◆ Extracted text
* * * * *

Jessy S. Deshane
University of Alabama at Birmingham, USA
Jessy S Deshane is currently an Associate Professor of Medicine at University of Alabama at Birmingham. Her work is focused on immune regulation by myeloid-derived regulatory cells (MDRCs) in chronic inflammatory lung diseases. Her team has recently identified and characterized free radical producing myeloid-lineage cells as master regulators of allergic airway inflammation. She is currently investigating the novel hypothesis that MDRCs can produce neo-antigens that trigger dysregulated immune responses in asthma.
Introduction & Aim: Myeloid derived suppressor cells (MDSCs) are major contributors of immunosuppression by inducing oxidative stress and by modulating amino acid metabolism. Indoleamine 2,3-dioxygenase (IDO) is a key regulator of tryptophan (Trp) metabolism. Poor prognosis in lung cancer patients is associated with elevated IDO expression and activity. We have previously shown that a combination strategy of gemcitabine and a superoxide dismutase mimetic promoted anti-tumor immunity by enhancing metabolism of CD8+ memory T cells and prolonging survival in mice with lung cancer. In this study, we aim to elucidate how modulation of IDO pathway alters metabolic signaling in the tumor microenvironment (TME) and influence mitochondrial dynamics to promote long term immunity against lung cancer.
Methods: Lewis lung carcinoma cells were injected by intracardiac route into wild type (WT) and IDO-/- mice. We assessed tumor burden, infiltration of MDSCs and CD8+ T cells by flow cytometry. Protein analyses of metabolic signaling pathways were performed on whole tissue and sorted cell lysates. Peripheral blood samples from Stage III–IV lung cancer patients and healthy normal relatives were used to measure serum IDO activity and percent circulating MDSCs.
Results: Circulating human MDSCs and serum IDO activity correlated with lung cancer. In a preclinical lung cancer mouse model, MDSCs were the significant contributors of IDO in the TME. Combination therapy targeted IDO signaling, specifically in MDSCs, tumor cells, and CD8+ T cells infiltrating the TME. Deficiency of IDO caused significant reduction in tumor burden, tumor-infiltrating MDSCs, GM-CSF, MDSC survival and infiltration of programmed death receptor-1 (PD-1)-expressing CD8+ T cells compared to controls. IDO-/- MDSCs downregulated nutrient-sensing AMP-activated protein kinase (AMPK) activity, but IDO-/- CD8+ T cells showed AMPK activation associated with enhanced effector function. Additionally, our studies showed that IDO pathway directly modulated mitochondrial dynamics to enhance memory T cell response.
Conclusions: Our study revealed a novel role of IDO in regulation of AMPK activation, distinct from Trp sufficiency and deficiency signaling. These data also provide mechanistic evidence that a combination treatment of gemcitabine and a SOD mimetic can metabolically reprogram the cellular components of the TME including suppressor cells, effector T cells, and tumor cells.

* * * * *

◆ Exercise instructions
a) Answer these about the text on IDO and lung cancer:
(i) At which university is Jessy S. Deshane an Associate Professor of Medicine?
(ii) By what route were Lewis lung carcinoma cells injected into the mice?
(iii) In the mouse model, which cells were the significant contributors of IDO in the tumor microenvironment?
b) Retype the passage of the text on IDO and lung cancer starting with "Conclusions: Our study" and going on through "and tumor cells.".

* * * * *

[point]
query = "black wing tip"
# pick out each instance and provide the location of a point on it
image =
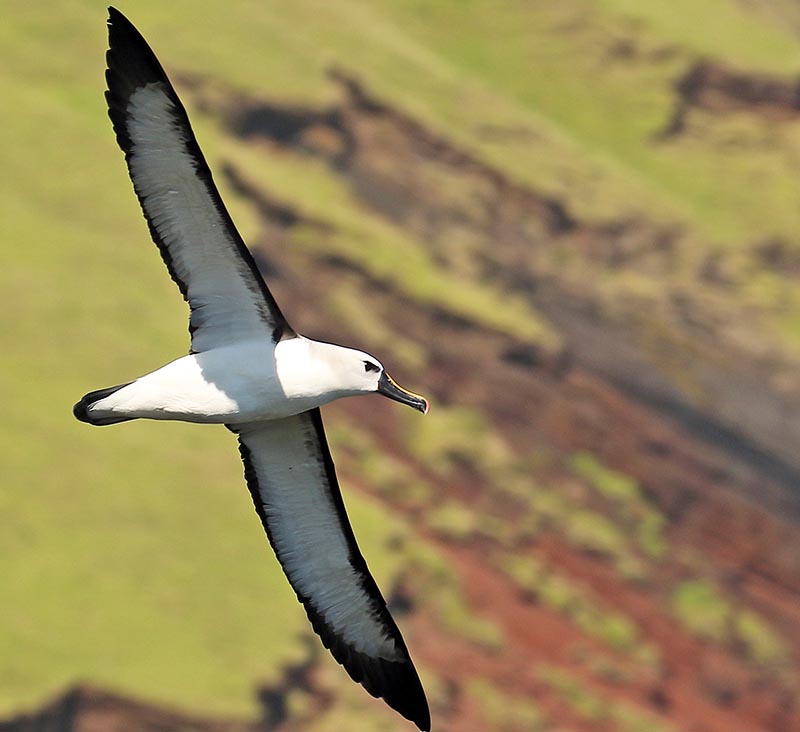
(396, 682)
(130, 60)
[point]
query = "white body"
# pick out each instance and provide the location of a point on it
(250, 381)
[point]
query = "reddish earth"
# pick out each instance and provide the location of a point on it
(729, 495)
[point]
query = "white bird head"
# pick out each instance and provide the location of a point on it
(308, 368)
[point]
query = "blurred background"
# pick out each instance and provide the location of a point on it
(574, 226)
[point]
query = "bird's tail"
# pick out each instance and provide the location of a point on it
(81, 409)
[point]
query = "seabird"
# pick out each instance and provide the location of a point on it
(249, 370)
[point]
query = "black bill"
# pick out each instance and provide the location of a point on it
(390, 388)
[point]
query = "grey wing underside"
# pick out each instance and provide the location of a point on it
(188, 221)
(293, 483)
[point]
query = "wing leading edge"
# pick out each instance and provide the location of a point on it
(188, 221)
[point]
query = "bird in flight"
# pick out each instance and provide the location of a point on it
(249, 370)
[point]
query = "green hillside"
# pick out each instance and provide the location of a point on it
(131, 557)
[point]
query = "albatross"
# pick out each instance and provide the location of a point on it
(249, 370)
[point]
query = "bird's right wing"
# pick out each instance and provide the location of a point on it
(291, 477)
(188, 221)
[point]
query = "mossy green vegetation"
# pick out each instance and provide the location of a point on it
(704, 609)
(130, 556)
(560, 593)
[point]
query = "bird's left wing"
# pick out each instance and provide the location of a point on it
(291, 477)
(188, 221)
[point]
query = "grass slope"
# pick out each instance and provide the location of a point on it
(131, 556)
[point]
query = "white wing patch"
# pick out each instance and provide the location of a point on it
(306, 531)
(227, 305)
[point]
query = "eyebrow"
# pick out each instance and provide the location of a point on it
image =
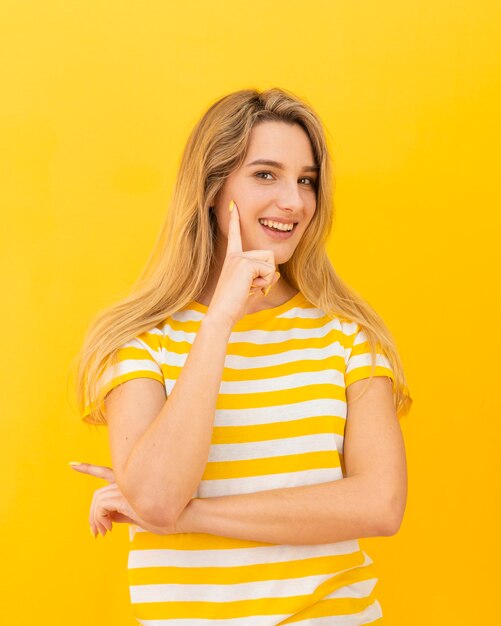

* * * * *

◆ Exercise solutions
a)
(i) University of Alabama at Birmingham
(ii) Intracardiac
(iii) MDSCs (myeloid derived suppressor cells)

b)
Conclusions: Our study revealed a novel role of IDO in regulation of AMPK activation, distinct from Trp sufficiency and deficiency signaling. These data also provide mechanistic evidence that a combination treatment of gemcitabine and a SOD mimetic can metabolically reprogram the cellular components of the TME including suppressor cells, effector T cells, and tumor cells.